• **Your instructions**: Every picture is to be removed, and all the data is to be copied exactly.

• **Point-per-instance localization data**:
######

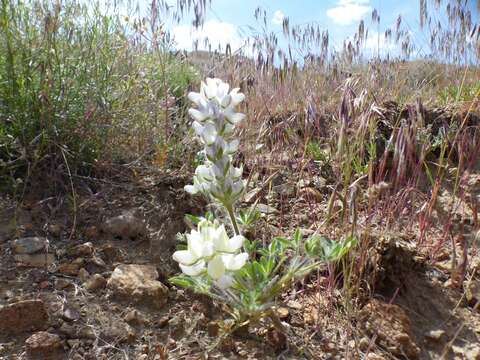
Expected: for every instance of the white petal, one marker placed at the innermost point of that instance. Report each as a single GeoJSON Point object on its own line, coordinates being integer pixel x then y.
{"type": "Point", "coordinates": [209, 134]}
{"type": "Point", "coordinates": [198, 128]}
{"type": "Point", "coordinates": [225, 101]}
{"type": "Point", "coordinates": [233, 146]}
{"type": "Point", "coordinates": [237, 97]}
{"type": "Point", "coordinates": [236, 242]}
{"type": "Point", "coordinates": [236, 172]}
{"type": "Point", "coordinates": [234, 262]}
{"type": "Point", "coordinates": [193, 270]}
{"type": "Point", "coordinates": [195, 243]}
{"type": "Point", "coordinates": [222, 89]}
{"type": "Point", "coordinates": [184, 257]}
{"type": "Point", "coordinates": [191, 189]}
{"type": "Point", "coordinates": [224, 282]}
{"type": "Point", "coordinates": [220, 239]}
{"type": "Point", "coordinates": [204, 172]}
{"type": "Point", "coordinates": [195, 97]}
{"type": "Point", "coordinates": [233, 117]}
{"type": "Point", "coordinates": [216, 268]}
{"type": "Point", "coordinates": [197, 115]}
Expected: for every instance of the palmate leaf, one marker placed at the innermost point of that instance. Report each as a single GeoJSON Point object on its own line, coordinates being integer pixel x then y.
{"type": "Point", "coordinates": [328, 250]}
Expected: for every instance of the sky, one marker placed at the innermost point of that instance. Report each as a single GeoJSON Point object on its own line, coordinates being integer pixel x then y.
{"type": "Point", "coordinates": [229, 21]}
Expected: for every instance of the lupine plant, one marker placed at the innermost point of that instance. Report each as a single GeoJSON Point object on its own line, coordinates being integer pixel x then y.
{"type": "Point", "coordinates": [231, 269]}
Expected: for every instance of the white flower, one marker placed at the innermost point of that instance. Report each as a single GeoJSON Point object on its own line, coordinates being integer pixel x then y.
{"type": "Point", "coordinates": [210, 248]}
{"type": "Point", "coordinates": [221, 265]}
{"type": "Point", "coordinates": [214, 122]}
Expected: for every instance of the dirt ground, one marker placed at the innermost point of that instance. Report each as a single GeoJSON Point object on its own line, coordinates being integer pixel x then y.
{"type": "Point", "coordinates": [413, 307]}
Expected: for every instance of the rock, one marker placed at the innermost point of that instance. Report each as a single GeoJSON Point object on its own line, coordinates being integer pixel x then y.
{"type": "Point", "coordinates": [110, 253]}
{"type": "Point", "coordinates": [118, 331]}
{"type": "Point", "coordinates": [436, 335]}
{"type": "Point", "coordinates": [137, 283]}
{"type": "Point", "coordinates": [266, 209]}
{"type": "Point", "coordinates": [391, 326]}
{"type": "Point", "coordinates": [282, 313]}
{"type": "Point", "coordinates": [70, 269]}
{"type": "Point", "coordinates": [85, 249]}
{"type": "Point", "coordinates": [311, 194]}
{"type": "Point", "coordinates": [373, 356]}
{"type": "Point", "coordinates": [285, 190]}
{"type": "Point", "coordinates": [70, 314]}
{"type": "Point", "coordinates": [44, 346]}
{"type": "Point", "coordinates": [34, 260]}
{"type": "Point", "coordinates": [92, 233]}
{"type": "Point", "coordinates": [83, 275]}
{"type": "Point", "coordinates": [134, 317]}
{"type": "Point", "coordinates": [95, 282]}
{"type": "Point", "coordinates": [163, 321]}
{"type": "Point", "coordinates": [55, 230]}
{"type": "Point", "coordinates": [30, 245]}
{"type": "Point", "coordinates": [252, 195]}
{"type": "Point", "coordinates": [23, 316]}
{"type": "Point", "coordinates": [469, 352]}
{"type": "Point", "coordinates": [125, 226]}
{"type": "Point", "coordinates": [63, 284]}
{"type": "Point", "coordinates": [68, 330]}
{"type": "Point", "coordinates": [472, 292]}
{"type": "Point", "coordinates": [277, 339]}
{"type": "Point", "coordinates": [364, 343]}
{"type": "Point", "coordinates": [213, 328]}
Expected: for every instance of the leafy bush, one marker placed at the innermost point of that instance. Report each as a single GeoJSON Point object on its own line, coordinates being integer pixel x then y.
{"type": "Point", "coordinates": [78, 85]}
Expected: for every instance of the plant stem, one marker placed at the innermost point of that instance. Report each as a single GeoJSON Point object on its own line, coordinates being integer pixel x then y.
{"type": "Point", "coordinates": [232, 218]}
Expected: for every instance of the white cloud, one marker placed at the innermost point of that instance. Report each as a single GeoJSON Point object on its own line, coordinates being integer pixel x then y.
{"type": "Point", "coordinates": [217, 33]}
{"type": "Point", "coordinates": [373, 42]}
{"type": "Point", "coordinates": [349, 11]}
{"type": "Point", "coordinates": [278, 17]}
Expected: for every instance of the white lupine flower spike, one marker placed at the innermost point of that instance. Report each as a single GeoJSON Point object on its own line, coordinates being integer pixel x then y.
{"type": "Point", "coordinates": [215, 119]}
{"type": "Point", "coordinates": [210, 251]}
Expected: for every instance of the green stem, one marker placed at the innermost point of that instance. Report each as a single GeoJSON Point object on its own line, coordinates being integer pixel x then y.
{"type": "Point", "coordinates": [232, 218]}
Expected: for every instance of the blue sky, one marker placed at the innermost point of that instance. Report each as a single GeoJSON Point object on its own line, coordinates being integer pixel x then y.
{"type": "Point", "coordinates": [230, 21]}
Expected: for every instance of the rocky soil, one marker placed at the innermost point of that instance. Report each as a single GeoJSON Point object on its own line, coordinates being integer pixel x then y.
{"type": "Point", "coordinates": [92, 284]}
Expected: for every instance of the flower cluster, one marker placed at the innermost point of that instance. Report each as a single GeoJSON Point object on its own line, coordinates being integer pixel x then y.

######

• **Result below**:
Expected: for every instance of the white petal, one marker placed at the innermost point of that instance. Report each as a single GeoJSON Point object on its own line, coordinates being integer pixel x then y.
{"type": "Point", "coordinates": [209, 134]}
{"type": "Point", "coordinates": [198, 128]}
{"type": "Point", "coordinates": [225, 101]}
{"type": "Point", "coordinates": [233, 146]}
{"type": "Point", "coordinates": [237, 97]}
{"type": "Point", "coordinates": [236, 242]}
{"type": "Point", "coordinates": [236, 172]}
{"type": "Point", "coordinates": [234, 262]}
{"type": "Point", "coordinates": [193, 270]}
{"type": "Point", "coordinates": [195, 243]}
{"type": "Point", "coordinates": [222, 89]}
{"type": "Point", "coordinates": [184, 257]}
{"type": "Point", "coordinates": [191, 189]}
{"type": "Point", "coordinates": [224, 282]}
{"type": "Point", "coordinates": [220, 239]}
{"type": "Point", "coordinates": [204, 172]}
{"type": "Point", "coordinates": [195, 97]}
{"type": "Point", "coordinates": [233, 117]}
{"type": "Point", "coordinates": [216, 268]}
{"type": "Point", "coordinates": [197, 115]}
Expected: for every instance of the palmate leaf, one marker placed at the innermost point of that instance. Report each as a single GeoJSON Point object on its own line, coordinates being integer pixel x then y.
{"type": "Point", "coordinates": [328, 250]}
Expected: for every instance of the sky, one marker placed at the innermost point of that instance. Report each as a single GeoJSON Point object on its own line, coordinates being integer pixel x then y.
{"type": "Point", "coordinates": [229, 21]}
Expected: for every instance of the lupine plant, one marker placed at the innermost point of that instance. Report each as a single GeoJSON Point object on its own line, coordinates being integer pixel x then y.
{"type": "Point", "coordinates": [231, 269]}
Expected: for every instance of the white flower, one marker placed at the innermost point of that instance. Report each as a single GeoJSON Point object on its own line, coordinates being integer pixel x then y.
{"type": "Point", "coordinates": [210, 248]}
{"type": "Point", "coordinates": [221, 265]}
{"type": "Point", "coordinates": [214, 122]}
Expected: for every instance of the dirt ground, one marker placed at the innermost point of that instance. Report each as a single GeoJSON Point object on its own line, coordinates being integer pixel x then y.
{"type": "Point", "coordinates": [413, 307]}
Expected: for every instance of the rock, one marker placed at the innermost point of that instance. Report each as a single GeoJSON Point object on its own line, coordinates being integer pixel x then y.
{"type": "Point", "coordinates": [110, 253]}
{"type": "Point", "coordinates": [118, 331]}
{"type": "Point", "coordinates": [436, 335]}
{"type": "Point", "coordinates": [137, 283]}
{"type": "Point", "coordinates": [266, 209]}
{"type": "Point", "coordinates": [391, 326]}
{"type": "Point", "coordinates": [282, 313]}
{"type": "Point", "coordinates": [70, 269]}
{"type": "Point", "coordinates": [85, 249]}
{"type": "Point", "coordinates": [311, 194]}
{"type": "Point", "coordinates": [373, 356]}
{"type": "Point", "coordinates": [285, 190]}
{"type": "Point", "coordinates": [70, 314]}
{"type": "Point", "coordinates": [44, 346]}
{"type": "Point", "coordinates": [34, 260]}
{"type": "Point", "coordinates": [92, 233]}
{"type": "Point", "coordinates": [83, 275]}
{"type": "Point", "coordinates": [134, 317]}
{"type": "Point", "coordinates": [95, 282]}
{"type": "Point", "coordinates": [163, 321]}
{"type": "Point", "coordinates": [55, 230]}
{"type": "Point", "coordinates": [30, 245]}
{"type": "Point", "coordinates": [252, 195]}
{"type": "Point", "coordinates": [23, 316]}
{"type": "Point", "coordinates": [469, 352]}
{"type": "Point", "coordinates": [125, 226]}
{"type": "Point", "coordinates": [63, 284]}
{"type": "Point", "coordinates": [68, 330]}
{"type": "Point", "coordinates": [472, 292]}
{"type": "Point", "coordinates": [277, 339]}
{"type": "Point", "coordinates": [364, 343]}
{"type": "Point", "coordinates": [213, 328]}
Expected: for every instance of the leafy bush, one marker placed at the innermost point of that instance. Report each as a single GeoJSON Point object on its own line, coordinates being integer pixel x then y.
{"type": "Point", "coordinates": [78, 85]}
Expected: for every instance of the plant stem, one marker placed at the innermost point of that instance. Report each as a single GeoJSON Point object on its own line, coordinates being integer pixel x then y.
{"type": "Point", "coordinates": [232, 218]}
Expected: for every instance of the white cloud, one marker placed at the innermost point of that instance. Report each as a single GeoJSON Point object on its own line, coordinates being integer pixel x then y.
{"type": "Point", "coordinates": [217, 33]}
{"type": "Point", "coordinates": [373, 42]}
{"type": "Point", "coordinates": [349, 11]}
{"type": "Point", "coordinates": [278, 17]}
Expected: for every instance of the white lupine flower spike, one marker placed at the innermost point of that instance. Report each as a single GeoJSON Point object on its own line, coordinates being integer pixel x then y.
{"type": "Point", "coordinates": [215, 119]}
{"type": "Point", "coordinates": [210, 251]}
Expected: for every instance of the green stem, one marker placed at the innermost point of that instance. Report each as a single GeoJSON Point object on its own line, coordinates being integer pixel x then y.
{"type": "Point", "coordinates": [232, 218]}
Expected: for every instance of the blue sky, one marker placed at the innermost point of that instance. Report each as a single GeoJSON Point object on its own line, coordinates being integer pixel x then y.
{"type": "Point", "coordinates": [230, 21]}
Expected: for every instance of the rocky soil, one marker placed at the innermost point of that instance. Report each as a single GeoJSON Point object on its own line, coordinates being integer pixel x then y.
{"type": "Point", "coordinates": [92, 284]}
Expected: for every instance of the flower cluster, one marker placed at the innermost point of that instance. Report each as a single GeoJSON Point object on its own line, coordinates being integer pixel x then y.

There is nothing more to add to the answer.